- TEXTO FORNECIDO:

WILSON CORRÊA: Eu entendo que não seria necessário. Apesar que, considero que nenhum juiz ou promotor teria dificuldade para passar no exame da OAB, passaria com tranquilidade.
FATO NOTÓRIO: E a quarentena dos magistrados?
WILSON CORRÊA: Em relação à questão daquele período que o magistrado fica impedido de advogar no tribunal ou no local aonde ele exerceu a função, isso tem que ser bem compatibilizado. Porque nós temos um exemplo no poder judiciário que é o Membro Jurista do TRE, e é muito mais sério do que essa questão. Os Tribunais Regionais Eleitorais e o Tribunal Superior Eleitoral possuem em sua composição a figura do membro jurista, que são dois advogados. Esses dois advogados são nomeados para serem membros dos tribunais eleitorais por um prazo determinado e podem ser inclusive reconduzidos, ficando dois ou quatro anos no Tribunal. E eles são advogados, passam a membros do TRE, julgam questões eleitorais e continuam advogando. Isso é muito mais sério do que a situação do magistrado aposentado. O advogado sai do TRE e no outro dia já está advogando naquele mesmo TRE. A OAB não questiona essa atuação, aí sim, deveria haver um intervalo entre a saída do cargo e o exercício da advocacia, bem como deveria haver proibição de advogar durante o exercício da magistratura eleitoral. Temos casos emblemáticos a respeito da quarentena: a desembargadora federal Susana Camargo, o desembargador estadual Rêmolo Letteriello, o desembargador estadual Luiz Carlos Santini. Acho que isso também tem um pouco de reserva de mercado, esses desembargadores aposentados são pessoas respeitadas no meio jurídico e capazes de cooptar clientes, motivo pelo qual acabam sofrendo uma reprovação na classe de advogados.
FATO NOTÓRIO: E no caso do ministro Joaquim Barbosa, o que o senhor acha?
WILSON CORRÊA: Aquilo foi uma barbaridade, para mim foi uma violência. Qual o motivo para indeferir o registro dele? Supostamente teria sido aquela questão do advogado que foi retirado do STF. Mas se olharmos friamente o que aquele advogado fez, qualquer advogado que exerce a advocacia de forma correta não faria isso, foi uma atitude completamente impensada, sem precedentes.
FATO NOTÓRIO: E sobre o Quinto Constitucional? Ele é necessário hoje em dia?

- LISTA DE TAREFAS:
**1.** Responda com base na entrevista com Wilson Corrêa:
(a) Quantos advogados formam a figura do membro jurista nos tribunais eleitorais?
(b) Quais desembargadores ele cita como casos emblemáticos da quarentena?
(c) Com que palavras ele descreve o que aconteceu no caso do ministro Joaquim Barbosa?
**2.** Redigite a parte da entrevista com Wilson Corrêa que vai de "FATO NOTÓRIO: E no" até "hoje em dia?".
**3.** Escreva o que vem depois na entrevista com Wilson Corrêa, a partir da última fala mostrada.

- DADOS FORNECIDOS:
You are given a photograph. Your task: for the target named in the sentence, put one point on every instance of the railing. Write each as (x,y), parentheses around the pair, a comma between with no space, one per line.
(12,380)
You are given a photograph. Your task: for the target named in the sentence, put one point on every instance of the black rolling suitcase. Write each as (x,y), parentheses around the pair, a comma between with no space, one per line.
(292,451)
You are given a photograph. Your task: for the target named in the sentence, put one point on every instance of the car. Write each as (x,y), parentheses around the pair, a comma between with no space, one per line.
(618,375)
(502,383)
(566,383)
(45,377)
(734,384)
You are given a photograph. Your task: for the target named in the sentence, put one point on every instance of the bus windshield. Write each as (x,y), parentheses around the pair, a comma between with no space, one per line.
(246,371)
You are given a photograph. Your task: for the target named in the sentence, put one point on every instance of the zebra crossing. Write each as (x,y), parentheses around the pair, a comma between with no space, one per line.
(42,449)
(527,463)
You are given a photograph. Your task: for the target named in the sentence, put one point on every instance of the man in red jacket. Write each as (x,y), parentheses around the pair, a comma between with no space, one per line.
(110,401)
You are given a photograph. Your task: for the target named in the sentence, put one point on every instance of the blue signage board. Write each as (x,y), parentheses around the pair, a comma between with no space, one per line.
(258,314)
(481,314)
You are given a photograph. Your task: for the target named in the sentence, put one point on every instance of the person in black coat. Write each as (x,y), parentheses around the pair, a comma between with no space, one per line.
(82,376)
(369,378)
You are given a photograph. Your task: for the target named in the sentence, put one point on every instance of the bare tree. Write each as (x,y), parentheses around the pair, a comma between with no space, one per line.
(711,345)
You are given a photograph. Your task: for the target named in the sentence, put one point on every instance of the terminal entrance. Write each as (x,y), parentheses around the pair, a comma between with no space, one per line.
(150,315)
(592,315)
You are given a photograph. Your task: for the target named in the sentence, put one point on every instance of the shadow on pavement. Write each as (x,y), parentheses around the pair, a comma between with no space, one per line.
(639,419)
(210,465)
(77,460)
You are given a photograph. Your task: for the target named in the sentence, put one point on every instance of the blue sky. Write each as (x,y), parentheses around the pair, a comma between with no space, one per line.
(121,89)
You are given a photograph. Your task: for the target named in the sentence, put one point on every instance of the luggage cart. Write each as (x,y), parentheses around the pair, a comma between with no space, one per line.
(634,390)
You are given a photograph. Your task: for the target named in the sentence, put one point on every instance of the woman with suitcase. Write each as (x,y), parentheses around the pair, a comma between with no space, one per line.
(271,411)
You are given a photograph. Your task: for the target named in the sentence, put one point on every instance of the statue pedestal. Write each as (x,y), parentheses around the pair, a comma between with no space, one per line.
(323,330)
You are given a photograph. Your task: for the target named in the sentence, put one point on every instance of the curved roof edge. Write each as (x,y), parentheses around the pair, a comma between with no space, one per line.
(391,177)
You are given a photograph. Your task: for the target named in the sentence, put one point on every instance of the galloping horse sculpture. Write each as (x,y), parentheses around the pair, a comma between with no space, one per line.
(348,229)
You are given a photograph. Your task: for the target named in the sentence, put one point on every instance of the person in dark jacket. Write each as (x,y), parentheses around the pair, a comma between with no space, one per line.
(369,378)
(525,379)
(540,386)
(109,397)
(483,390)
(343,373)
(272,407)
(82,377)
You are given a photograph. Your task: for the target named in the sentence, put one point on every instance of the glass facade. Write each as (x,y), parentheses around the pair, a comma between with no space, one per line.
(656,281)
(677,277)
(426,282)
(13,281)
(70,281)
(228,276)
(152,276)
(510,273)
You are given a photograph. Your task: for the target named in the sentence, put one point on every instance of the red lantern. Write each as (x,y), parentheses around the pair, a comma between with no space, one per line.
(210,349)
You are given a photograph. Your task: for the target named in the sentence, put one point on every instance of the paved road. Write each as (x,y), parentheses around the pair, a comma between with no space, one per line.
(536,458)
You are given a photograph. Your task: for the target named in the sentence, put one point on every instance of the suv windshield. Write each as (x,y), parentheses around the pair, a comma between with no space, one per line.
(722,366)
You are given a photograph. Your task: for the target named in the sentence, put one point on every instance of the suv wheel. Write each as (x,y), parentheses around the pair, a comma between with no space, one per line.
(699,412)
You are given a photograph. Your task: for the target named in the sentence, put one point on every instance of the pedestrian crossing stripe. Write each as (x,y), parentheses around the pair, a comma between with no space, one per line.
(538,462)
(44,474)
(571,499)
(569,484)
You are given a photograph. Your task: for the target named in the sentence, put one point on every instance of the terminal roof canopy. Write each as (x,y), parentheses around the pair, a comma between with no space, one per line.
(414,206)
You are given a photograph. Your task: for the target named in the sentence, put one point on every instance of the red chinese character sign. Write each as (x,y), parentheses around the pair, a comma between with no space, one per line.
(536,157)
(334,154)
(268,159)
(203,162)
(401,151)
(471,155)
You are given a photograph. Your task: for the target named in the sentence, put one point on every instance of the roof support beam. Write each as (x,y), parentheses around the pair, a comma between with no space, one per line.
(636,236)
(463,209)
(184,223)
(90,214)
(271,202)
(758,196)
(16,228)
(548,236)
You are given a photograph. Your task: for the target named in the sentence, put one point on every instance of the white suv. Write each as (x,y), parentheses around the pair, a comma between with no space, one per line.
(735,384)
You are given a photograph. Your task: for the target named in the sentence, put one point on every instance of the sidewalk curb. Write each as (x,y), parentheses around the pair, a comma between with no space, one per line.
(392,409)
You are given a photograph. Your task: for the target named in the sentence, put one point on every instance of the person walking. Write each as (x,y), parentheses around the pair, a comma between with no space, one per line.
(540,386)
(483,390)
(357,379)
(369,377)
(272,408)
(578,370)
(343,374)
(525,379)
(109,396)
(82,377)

==

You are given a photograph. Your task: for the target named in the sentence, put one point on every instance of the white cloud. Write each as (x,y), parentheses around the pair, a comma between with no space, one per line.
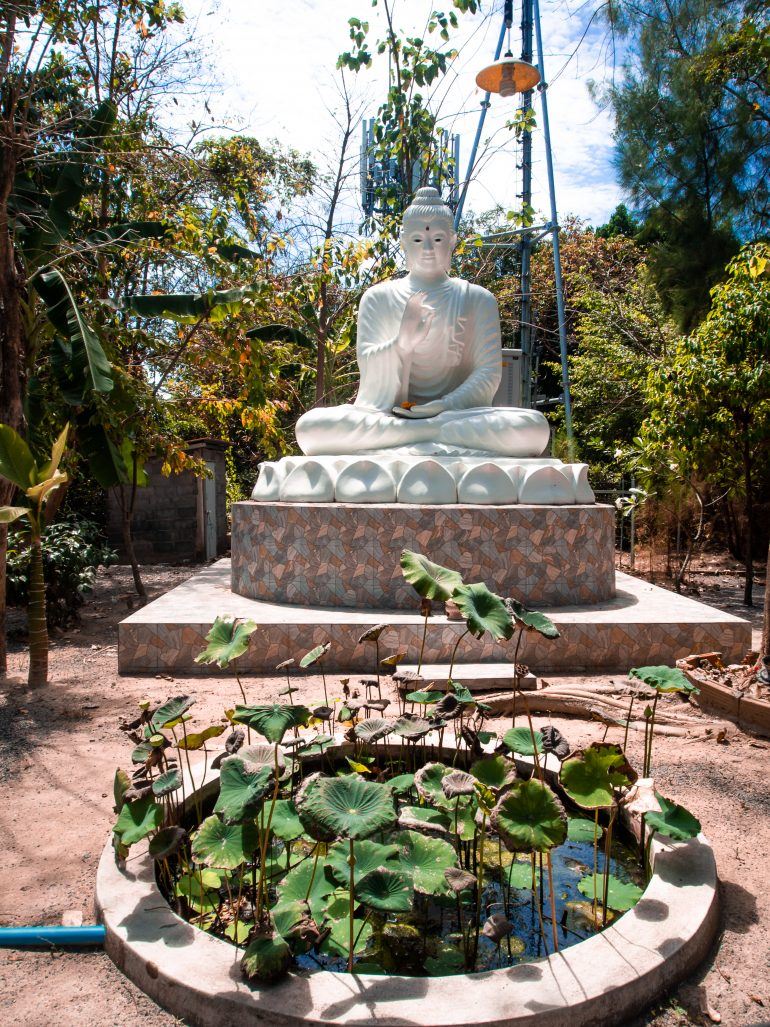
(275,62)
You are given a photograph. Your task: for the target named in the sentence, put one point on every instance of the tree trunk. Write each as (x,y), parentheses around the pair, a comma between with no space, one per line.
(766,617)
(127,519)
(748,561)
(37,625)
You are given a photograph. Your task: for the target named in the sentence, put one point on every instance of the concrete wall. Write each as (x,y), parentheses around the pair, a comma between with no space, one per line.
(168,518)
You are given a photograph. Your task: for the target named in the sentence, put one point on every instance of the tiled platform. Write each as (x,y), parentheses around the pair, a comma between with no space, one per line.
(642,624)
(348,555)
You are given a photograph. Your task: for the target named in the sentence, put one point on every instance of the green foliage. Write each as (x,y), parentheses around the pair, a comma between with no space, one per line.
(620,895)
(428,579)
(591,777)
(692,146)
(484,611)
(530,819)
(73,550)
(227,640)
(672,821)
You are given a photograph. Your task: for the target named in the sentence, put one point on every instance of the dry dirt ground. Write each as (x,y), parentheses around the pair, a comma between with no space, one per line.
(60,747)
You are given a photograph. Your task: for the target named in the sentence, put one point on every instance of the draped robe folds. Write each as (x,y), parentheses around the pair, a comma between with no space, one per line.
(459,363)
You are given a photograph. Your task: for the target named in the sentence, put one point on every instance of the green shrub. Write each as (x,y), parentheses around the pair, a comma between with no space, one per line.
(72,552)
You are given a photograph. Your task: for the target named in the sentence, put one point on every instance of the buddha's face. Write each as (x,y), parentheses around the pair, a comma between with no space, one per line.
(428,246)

- RESPOSTAS POR TAREFA:
**1.**
(a) Dois advogados.
(b) A desembargadora federal Susana Camargo, o desembargador estadual Rêmolo Letteriello e o desembargador estadual Luiz Carlos Santini.
(c) Ele diz que foi uma barbaridade e uma violência.

**2.**
FATO NOTÓRIO: E no caso do ministro Joaquim Barbosa, o que o senhor acha?
WILSON CORRÊA: Aquilo foi uma barbaridade, para mim foi uma violência. Qual o motivo para indeferir o registro dele? Supostamente teria sido aquela questão do advogado que foi retirado do STF. Mas se olharmos friamente o que aquele advogado fez, qualquer advogado que exerce a advocacia de forma correta não faria isso, foi uma atitude completamente impensada, sem precedentes.
FATO NOTÓRIO: E sobre o Quinto Constitucional? Ele é necessário hoje em dia?

**3.**
WILSON CORRÊA: Nós, juízes, entendemos que a questão do quinto tem que acabar. A resistência existe em relação à instituição denominada “quinto constitucional” e não às pessoas.Todos os fundamentos que existiam para mantê-lo não mais se explicam. Falam muito em renovar os tribunais, a jurisprudência.Em regra, para esses cargos são indicados advogados mais antigos, mais velhos, da geração dos desembargadores que já compõem o Tribunal, motivo pelo qual não vejo oxigenação nisso. Segundo: em questão da representação de classe, se fala que nos tribunais tem que haver representação do Ministério Público e da advocacia, mas o juiz não representa ninguém, tem que ser imparcial, não pode assumir para defender interesses do Ministério Público, da OAB, tem que ser imparcial. Nada contra aqueles que já estão no judiciário, mesmo porque temos vários exemplos de bons magistrados oriundos do quinto constitucional.
WILSON LEITE CORRÊA é presidente da Associação dos Magistrados de Mato Grosso do Sul (AMAMSUL)
Natural de Caracol (MS), formado na Faculdade de Direito de Dourados SOCIGRAN (atual UNIGRAN), foi servidor das Justiças Estadual e Federal, procurador do INSS e ingressou na magistratura sul-mato-grossense em novembro de 2000. Atua na Quarta Vara Criminal de Competência Residual da comarca de Campo Grande, Entrância Especial. É especialista em Direito Previdenciário. Assumiu a presidência da entidade para o biênio 2013/2014.